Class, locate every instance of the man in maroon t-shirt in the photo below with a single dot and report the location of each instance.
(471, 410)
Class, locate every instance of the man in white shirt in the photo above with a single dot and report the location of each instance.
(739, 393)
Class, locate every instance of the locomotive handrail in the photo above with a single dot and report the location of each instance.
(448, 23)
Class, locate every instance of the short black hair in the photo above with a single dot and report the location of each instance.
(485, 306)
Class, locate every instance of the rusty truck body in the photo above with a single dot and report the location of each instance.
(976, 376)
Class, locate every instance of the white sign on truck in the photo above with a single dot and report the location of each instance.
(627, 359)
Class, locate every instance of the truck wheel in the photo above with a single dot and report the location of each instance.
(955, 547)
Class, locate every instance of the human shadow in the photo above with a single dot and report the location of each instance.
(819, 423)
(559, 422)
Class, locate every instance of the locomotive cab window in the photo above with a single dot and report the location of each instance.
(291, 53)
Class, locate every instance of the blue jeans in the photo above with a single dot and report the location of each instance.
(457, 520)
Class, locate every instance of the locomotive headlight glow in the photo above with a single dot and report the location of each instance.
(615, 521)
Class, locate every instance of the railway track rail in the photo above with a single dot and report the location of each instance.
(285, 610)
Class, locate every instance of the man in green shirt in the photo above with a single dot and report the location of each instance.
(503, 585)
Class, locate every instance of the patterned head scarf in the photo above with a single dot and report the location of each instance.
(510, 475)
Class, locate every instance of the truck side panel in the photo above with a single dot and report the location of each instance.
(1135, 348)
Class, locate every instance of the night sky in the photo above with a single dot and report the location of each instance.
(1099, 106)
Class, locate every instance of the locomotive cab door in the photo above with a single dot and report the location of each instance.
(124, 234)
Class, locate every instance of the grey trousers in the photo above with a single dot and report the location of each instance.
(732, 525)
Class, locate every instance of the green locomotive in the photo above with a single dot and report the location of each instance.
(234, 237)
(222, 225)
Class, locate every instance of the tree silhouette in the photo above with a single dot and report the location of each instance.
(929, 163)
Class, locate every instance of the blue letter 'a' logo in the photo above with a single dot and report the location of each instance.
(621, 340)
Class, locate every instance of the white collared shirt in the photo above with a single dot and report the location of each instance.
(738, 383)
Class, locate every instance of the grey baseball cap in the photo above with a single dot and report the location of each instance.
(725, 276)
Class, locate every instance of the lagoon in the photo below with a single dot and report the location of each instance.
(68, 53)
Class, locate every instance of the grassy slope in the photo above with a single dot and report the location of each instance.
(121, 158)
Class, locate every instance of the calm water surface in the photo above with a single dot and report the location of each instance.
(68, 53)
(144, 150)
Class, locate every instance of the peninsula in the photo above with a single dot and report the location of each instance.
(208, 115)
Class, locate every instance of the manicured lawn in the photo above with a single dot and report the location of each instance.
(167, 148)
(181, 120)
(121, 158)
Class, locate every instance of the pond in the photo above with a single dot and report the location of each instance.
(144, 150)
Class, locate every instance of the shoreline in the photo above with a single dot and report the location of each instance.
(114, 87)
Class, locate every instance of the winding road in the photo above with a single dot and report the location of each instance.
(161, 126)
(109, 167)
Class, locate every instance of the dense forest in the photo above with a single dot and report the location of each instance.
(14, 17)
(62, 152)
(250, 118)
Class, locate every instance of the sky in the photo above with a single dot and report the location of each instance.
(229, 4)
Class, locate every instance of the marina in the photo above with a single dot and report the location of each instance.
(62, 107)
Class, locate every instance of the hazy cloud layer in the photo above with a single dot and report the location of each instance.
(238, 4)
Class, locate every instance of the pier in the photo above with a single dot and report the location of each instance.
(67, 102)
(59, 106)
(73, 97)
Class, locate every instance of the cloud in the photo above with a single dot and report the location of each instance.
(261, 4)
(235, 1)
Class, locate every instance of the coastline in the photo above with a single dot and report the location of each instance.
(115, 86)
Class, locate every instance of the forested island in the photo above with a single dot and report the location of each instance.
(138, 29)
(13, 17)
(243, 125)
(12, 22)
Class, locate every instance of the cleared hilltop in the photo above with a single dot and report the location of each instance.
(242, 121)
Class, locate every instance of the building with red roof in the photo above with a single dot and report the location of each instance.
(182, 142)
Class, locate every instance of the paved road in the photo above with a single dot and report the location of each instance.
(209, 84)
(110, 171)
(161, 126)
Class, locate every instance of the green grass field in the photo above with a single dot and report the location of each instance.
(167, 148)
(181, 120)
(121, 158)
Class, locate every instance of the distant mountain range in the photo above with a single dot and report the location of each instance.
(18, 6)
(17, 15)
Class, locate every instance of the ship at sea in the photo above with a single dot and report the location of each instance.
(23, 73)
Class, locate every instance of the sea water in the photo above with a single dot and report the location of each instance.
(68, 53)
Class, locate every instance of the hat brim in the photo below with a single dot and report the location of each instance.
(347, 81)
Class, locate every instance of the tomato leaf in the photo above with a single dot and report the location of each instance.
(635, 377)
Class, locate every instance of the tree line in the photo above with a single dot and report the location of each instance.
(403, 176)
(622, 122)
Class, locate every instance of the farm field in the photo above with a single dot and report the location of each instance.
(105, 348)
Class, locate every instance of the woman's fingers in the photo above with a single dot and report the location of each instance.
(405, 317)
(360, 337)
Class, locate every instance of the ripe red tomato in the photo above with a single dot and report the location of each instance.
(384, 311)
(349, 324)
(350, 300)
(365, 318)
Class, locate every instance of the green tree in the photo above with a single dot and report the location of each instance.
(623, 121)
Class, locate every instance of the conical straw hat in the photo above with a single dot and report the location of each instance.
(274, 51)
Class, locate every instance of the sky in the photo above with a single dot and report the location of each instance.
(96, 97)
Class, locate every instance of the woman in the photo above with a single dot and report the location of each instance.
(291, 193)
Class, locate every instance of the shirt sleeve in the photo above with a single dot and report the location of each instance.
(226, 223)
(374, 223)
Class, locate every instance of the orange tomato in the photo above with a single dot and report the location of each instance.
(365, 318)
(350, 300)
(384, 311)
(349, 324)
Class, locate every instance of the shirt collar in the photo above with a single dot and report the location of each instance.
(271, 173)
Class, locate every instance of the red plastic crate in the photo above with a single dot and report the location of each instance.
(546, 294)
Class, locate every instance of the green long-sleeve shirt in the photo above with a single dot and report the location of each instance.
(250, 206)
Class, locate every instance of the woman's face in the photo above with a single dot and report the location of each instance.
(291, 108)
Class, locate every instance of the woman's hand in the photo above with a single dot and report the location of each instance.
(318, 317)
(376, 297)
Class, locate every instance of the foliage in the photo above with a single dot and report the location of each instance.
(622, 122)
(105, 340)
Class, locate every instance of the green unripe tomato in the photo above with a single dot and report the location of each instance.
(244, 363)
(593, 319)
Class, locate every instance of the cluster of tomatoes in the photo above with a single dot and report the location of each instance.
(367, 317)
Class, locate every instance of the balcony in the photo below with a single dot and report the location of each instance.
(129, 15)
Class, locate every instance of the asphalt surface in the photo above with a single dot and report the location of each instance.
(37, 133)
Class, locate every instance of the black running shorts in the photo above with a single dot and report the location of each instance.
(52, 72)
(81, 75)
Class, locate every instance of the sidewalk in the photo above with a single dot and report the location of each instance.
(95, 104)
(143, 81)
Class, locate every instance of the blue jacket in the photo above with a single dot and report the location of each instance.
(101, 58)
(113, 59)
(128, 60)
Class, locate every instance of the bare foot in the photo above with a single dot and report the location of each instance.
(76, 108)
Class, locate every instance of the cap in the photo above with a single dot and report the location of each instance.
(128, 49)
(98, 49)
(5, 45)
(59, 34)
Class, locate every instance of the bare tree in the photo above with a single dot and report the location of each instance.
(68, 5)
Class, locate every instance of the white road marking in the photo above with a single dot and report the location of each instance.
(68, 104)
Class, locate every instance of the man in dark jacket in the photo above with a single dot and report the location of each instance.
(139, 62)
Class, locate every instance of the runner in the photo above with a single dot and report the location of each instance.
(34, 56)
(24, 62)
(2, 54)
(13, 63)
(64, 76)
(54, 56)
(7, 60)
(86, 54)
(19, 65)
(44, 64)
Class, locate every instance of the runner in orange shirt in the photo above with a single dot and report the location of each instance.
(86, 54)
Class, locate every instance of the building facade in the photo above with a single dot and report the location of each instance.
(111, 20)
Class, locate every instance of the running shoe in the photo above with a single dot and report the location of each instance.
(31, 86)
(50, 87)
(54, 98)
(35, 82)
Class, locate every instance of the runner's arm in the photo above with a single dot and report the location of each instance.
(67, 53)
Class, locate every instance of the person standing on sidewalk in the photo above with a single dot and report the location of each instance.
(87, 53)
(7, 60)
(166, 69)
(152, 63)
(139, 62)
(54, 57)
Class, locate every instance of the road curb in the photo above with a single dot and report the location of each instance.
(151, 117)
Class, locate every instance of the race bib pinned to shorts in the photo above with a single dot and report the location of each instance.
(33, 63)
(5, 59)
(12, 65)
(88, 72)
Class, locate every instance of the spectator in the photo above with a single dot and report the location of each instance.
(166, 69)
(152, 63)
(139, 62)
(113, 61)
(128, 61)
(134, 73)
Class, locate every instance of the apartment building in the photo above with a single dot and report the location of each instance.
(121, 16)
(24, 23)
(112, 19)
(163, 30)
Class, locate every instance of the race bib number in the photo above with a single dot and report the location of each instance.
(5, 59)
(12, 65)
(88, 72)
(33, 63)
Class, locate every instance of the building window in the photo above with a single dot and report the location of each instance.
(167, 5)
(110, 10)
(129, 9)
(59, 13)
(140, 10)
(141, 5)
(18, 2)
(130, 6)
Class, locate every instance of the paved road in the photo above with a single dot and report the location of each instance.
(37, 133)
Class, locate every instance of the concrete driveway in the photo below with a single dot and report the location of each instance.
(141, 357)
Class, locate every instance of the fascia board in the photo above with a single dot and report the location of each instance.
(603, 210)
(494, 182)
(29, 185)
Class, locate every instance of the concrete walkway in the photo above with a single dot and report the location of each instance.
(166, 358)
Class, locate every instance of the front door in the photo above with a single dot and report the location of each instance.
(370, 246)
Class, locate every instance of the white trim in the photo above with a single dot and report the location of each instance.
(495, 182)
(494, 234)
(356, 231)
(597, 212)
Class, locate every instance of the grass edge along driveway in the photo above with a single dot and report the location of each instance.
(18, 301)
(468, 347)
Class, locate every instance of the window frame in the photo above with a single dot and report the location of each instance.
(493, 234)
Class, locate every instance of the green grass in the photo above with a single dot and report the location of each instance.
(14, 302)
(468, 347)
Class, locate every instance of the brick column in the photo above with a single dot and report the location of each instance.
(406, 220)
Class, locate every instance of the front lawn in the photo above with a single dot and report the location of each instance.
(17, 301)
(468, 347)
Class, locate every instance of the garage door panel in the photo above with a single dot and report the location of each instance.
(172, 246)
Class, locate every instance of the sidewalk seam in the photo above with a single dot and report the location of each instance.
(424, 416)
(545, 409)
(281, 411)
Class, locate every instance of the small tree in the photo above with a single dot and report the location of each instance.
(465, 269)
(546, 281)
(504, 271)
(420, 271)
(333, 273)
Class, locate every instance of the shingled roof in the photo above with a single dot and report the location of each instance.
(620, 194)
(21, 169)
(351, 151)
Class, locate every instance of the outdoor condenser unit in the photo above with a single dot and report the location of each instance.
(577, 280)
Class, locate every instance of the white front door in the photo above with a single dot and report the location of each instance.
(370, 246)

:::

TASK DESCRIPTION:
Print verbatim everything from the line containing "Class, locate every instance of the outdoor" down to the final line of the entries above, including both ends.

OUTPUT BELOW:
Class, locate every instance of the outdoor condenser unit in the photo above with a single dot and report the location of each instance.
(577, 280)
Class, locate every instance of the white front door in the photo above with a single dot and report the location of each instance.
(370, 246)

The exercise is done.